### Written request:
Print the listing as it stands, omitting all images.

### Record excerpts:
━━━━━━━━

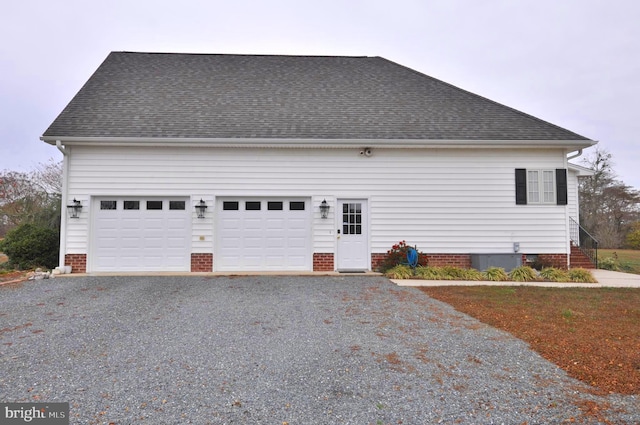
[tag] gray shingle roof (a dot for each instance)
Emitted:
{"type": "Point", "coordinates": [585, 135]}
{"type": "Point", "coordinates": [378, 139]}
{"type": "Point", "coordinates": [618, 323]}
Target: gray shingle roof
{"type": "Point", "coordinates": [283, 97]}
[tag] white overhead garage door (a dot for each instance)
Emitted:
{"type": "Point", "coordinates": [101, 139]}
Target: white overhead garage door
{"type": "Point", "coordinates": [141, 234]}
{"type": "Point", "coordinates": [263, 234]}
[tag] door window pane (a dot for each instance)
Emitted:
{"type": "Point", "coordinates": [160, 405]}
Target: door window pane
{"type": "Point", "coordinates": [176, 205]}
{"type": "Point", "coordinates": [230, 205]}
{"type": "Point", "coordinates": [131, 205]}
{"type": "Point", "coordinates": [154, 205]}
{"type": "Point", "coordinates": [108, 205]}
{"type": "Point", "coordinates": [352, 219]}
{"type": "Point", "coordinates": [296, 206]}
{"type": "Point", "coordinates": [252, 205]}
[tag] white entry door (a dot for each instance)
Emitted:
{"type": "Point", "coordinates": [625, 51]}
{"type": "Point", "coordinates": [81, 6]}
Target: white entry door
{"type": "Point", "coordinates": [353, 241]}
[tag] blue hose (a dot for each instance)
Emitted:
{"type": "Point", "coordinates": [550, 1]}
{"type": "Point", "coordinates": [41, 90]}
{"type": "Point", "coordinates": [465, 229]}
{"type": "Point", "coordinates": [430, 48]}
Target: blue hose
{"type": "Point", "coordinates": [412, 257]}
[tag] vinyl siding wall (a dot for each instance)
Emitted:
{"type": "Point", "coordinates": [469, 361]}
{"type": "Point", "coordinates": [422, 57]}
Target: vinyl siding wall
{"type": "Point", "coordinates": [442, 200]}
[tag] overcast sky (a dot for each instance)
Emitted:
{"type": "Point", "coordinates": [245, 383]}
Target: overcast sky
{"type": "Point", "coordinates": [574, 63]}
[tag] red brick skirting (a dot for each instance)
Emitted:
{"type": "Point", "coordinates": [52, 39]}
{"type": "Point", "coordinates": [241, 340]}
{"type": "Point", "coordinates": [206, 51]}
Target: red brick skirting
{"type": "Point", "coordinates": [201, 262]}
{"type": "Point", "coordinates": [555, 260]}
{"type": "Point", "coordinates": [78, 262]}
{"type": "Point", "coordinates": [322, 262]}
{"type": "Point", "coordinates": [377, 259]}
{"type": "Point", "coordinates": [464, 260]}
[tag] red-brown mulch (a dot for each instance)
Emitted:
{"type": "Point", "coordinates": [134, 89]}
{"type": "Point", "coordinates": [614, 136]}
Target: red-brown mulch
{"type": "Point", "coordinates": [13, 276]}
{"type": "Point", "coordinates": [591, 333]}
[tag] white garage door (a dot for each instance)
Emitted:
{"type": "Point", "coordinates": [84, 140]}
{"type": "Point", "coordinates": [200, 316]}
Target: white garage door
{"type": "Point", "coordinates": [263, 234]}
{"type": "Point", "coordinates": [141, 234]}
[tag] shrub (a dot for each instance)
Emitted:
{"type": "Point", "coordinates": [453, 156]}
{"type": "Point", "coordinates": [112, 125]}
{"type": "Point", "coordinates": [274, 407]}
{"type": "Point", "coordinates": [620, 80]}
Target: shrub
{"type": "Point", "coordinates": [582, 276]}
{"type": "Point", "coordinates": [523, 274]}
{"type": "Point", "coordinates": [399, 272]}
{"type": "Point", "coordinates": [429, 273]}
{"type": "Point", "coordinates": [633, 237]}
{"type": "Point", "coordinates": [397, 255]}
{"type": "Point", "coordinates": [29, 246]}
{"type": "Point", "coordinates": [495, 274]}
{"type": "Point", "coordinates": [541, 263]}
{"type": "Point", "coordinates": [553, 274]}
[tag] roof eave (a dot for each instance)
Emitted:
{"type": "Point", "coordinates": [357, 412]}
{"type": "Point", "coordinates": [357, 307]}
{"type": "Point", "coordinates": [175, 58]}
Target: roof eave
{"type": "Point", "coordinates": [315, 143]}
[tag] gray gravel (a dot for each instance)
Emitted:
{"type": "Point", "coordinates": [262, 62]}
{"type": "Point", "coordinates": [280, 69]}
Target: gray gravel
{"type": "Point", "coordinates": [273, 350]}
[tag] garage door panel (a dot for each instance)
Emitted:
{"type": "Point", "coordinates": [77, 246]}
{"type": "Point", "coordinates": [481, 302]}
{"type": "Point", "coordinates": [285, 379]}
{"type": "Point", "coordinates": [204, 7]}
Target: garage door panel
{"type": "Point", "coordinates": [263, 239]}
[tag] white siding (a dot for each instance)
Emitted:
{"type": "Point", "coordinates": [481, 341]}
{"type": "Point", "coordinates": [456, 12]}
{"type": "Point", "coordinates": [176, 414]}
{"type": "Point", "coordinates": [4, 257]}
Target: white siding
{"type": "Point", "coordinates": [443, 200]}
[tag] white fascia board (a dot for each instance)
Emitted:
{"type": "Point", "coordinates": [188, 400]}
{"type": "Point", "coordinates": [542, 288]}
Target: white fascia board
{"type": "Point", "coordinates": [316, 143]}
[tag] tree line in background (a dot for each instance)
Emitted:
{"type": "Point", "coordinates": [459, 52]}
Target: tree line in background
{"type": "Point", "coordinates": [30, 216]}
{"type": "Point", "coordinates": [30, 210]}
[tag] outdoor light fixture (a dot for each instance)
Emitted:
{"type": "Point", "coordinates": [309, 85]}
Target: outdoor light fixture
{"type": "Point", "coordinates": [74, 209]}
{"type": "Point", "coordinates": [324, 209]}
{"type": "Point", "coordinates": [201, 207]}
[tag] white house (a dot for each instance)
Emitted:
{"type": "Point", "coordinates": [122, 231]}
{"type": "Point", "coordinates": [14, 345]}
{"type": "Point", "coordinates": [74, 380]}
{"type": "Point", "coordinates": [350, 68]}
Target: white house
{"type": "Point", "coordinates": [262, 142]}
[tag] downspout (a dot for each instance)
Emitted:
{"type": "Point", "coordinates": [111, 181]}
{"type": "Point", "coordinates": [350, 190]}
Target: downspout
{"type": "Point", "coordinates": [567, 217]}
{"type": "Point", "coordinates": [63, 207]}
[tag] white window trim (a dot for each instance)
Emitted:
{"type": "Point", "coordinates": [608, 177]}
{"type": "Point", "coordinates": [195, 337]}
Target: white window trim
{"type": "Point", "coordinates": [541, 192]}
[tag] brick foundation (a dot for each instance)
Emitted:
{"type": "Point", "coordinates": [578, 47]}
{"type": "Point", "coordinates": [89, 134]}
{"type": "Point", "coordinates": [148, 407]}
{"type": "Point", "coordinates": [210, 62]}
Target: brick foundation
{"type": "Point", "coordinates": [559, 261]}
{"type": "Point", "coordinates": [202, 262]}
{"type": "Point", "coordinates": [377, 259]}
{"type": "Point", "coordinates": [436, 260]}
{"type": "Point", "coordinates": [78, 262]}
{"type": "Point", "coordinates": [323, 262]}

━━━━━━━━

### The result:
[tag] gray shingle roof (a dot for each instance)
Emitted:
{"type": "Point", "coordinates": [585, 135]}
{"type": "Point", "coordinates": [378, 139]}
{"type": "Point", "coordinates": [618, 323]}
Target: gray shingle roof
{"type": "Point", "coordinates": [283, 97]}
[tag] white overhead garage door (a dot for each instance)
Emitted:
{"type": "Point", "coordinates": [101, 139]}
Target: white overhead garage door
{"type": "Point", "coordinates": [141, 234]}
{"type": "Point", "coordinates": [263, 234]}
[tag] door window pane (a dot for each instance)
Emitted:
{"type": "Point", "coordinates": [160, 405]}
Target: door window pane
{"type": "Point", "coordinates": [176, 205]}
{"type": "Point", "coordinates": [230, 205]}
{"type": "Point", "coordinates": [131, 205]}
{"type": "Point", "coordinates": [154, 205]}
{"type": "Point", "coordinates": [108, 205]}
{"type": "Point", "coordinates": [352, 219]}
{"type": "Point", "coordinates": [296, 206]}
{"type": "Point", "coordinates": [252, 205]}
[tag] white entry door (a dot for each instance)
Emitted:
{"type": "Point", "coordinates": [625, 51]}
{"type": "Point", "coordinates": [81, 6]}
Target: white entry door
{"type": "Point", "coordinates": [353, 241]}
[tag] blue hose (a dot for each instance)
Emitted:
{"type": "Point", "coordinates": [550, 1]}
{"type": "Point", "coordinates": [41, 90]}
{"type": "Point", "coordinates": [465, 229]}
{"type": "Point", "coordinates": [430, 48]}
Target: blue hose
{"type": "Point", "coordinates": [412, 257]}
[tag] vinyl siding wall (a dot for each instance)
Emitted:
{"type": "Point", "coordinates": [469, 361]}
{"type": "Point", "coordinates": [422, 57]}
Target: vinyl siding wall
{"type": "Point", "coordinates": [442, 200]}
[tag] overcast sky (a dot for each instance)
Emitted:
{"type": "Point", "coordinates": [245, 383]}
Target: overcast sky
{"type": "Point", "coordinates": [574, 63]}
[tag] red brick skirting (a dot for each instance)
Emitted:
{"type": "Point", "coordinates": [52, 39]}
{"type": "Point", "coordinates": [241, 340]}
{"type": "Point", "coordinates": [206, 51]}
Target: red brick skirting
{"type": "Point", "coordinates": [201, 262]}
{"type": "Point", "coordinates": [555, 260]}
{"type": "Point", "coordinates": [78, 262]}
{"type": "Point", "coordinates": [322, 262]}
{"type": "Point", "coordinates": [377, 259]}
{"type": "Point", "coordinates": [464, 260]}
[tag] red-brown mulch (a dot for each instance)
Emitted:
{"type": "Point", "coordinates": [134, 89]}
{"type": "Point", "coordinates": [614, 136]}
Target: red-brown mulch
{"type": "Point", "coordinates": [13, 276]}
{"type": "Point", "coordinates": [591, 333]}
[tag] white garage door (a dot for each instance)
Emitted:
{"type": "Point", "coordinates": [84, 140]}
{"type": "Point", "coordinates": [200, 316]}
Target: white garage door
{"type": "Point", "coordinates": [263, 234]}
{"type": "Point", "coordinates": [141, 234]}
[tag] shrub (a dot for each instance)
Emitted:
{"type": "Point", "coordinates": [453, 156]}
{"type": "Point", "coordinates": [112, 125]}
{"type": "Point", "coordinates": [274, 407]}
{"type": "Point", "coordinates": [620, 80]}
Target: shrub
{"type": "Point", "coordinates": [582, 276]}
{"type": "Point", "coordinates": [523, 274]}
{"type": "Point", "coordinates": [399, 272]}
{"type": "Point", "coordinates": [429, 273]}
{"type": "Point", "coordinates": [633, 237]}
{"type": "Point", "coordinates": [397, 255]}
{"type": "Point", "coordinates": [29, 246]}
{"type": "Point", "coordinates": [495, 274]}
{"type": "Point", "coordinates": [541, 263]}
{"type": "Point", "coordinates": [553, 274]}
[tag] roof eave (a dot for each instance)
Emitted:
{"type": "Point", "coordinates": [357, 412]}
{"type": "Point", "coordinates": [357, 307]}
{"type": "Point", "coordinates": [175, 58]}
Target: roof eave
{"type": "Point", "coordinates": [315, 143]}
[tag] gray gravel (a dot for each instance)
Emitted:
{"type": "Point", "coordinates": [262, 62]}
{"type": "Point", "coordinates": [280, 69]}
Target: gray gravel
{"type": "Point", "coordinates": [273, 350]}
[tag] garage door panel (a dot for each instance)
Emitted:
{"type": "Point", "coordinates": [77, 246]}
{"type": "Point", "coordinates": [481, 302]}
{"type": "Point", "coordinates": [285, 379]}
{"type": "Point", "coordinates": [204, 7]}
Target: garage door panel
{"type": "Point", "coordinates": [263, 239]}
[tag] white siding (a dot for each instance)
Emitted:
{"type": "Point", "coordinates": [481, 341]}
{"type": "Point", "coordinates": [456, 12]}
{"type": "Point", "coordinates": [176, 414]}
{"type": "Point", "coordinates": [4, 257]}
Target: white siding
{"type": "Point", "coordinates": [443, 200]}
[tag] white fascia board (a dot for each instance)
Emitted:
{"type": "Point", "coordinates": [188, 400]}
{"type": "Point", "coordinates": [542, 288]}
Target: white fascia board
{"type": "Point", "coordinates": [316, 143]}
[tag] tree line in background (a dot for each instance)
Emitted:
{"type": "Point", "coordinates": [459, 52]}
Target: tree line in background
{"type": "Point", "coordinates": [30, 216]}
{"type": "Point", "coordinates": [30, 210]}
[tag] outdoor light fixture (a dot for each instance)
Emitted:
{"type": "Point", "coordinates": [309, 85]}
Target: outdoor light fixture
{"type": "Point", "coordinates": [74, 209]}
{"type": "Point", "coordinates": [324, 209]}
{"type": "Point", "coordinates": [201, 207]}
[tag] white house (a dot for each instance)
Emitted:
{"type": "Point", "coordinates": [122, 231]}
{"type": "Point", "coordinates": [14, 345]}
{"type": "Point", "coordinates": [74, 380]}
{"type": "Point", "coordinates": [350, 68]}
Target: white house
{"type": "Point", "coordinates": [262, 142]}
[tag] downspout (a dot for each instance)
Emitted:
{"type": "Point", "coordinates": [111, 181]}
{"type": "Point", "coordinates": [350, 190]}
Target: downspout
{"type": "Point", "coordinates": [567, 217]}
{"type": "Point", "coordinates": [63, 207]}
[tag] white window trim (a dot for each instance)
Emitted:
{"type": "Point", "coordinates": [608, 177]}
{"type": "Point", "coordinates": [195, 337]}
Target: white window trim
{"type": "Point", "coordinates": [541, 192]}
[tag] brick foundation (a dot for each instance)
Emitted:
{"type": "Point", "coordinates": [578, 47]}
{"type": "Point", "coordinates": [89, 134]}
{"type": "Point", "coordinates": [148, 407]}
{"type": "Point", "coordinates": [210, 62]}
Target: brick foundation
{"type": "Point", "coordinates": [559, 261]}
{"type": "Point", "coordinates": [202, 262]}
{"type": "Point", "coordinates": [377, 259]}
{"type": "Point", "coordinates": [436, 260]}
{"type": "Point", "coordinates": [78, 262]}
{"type": "Point", "coordinates": [323, 262]}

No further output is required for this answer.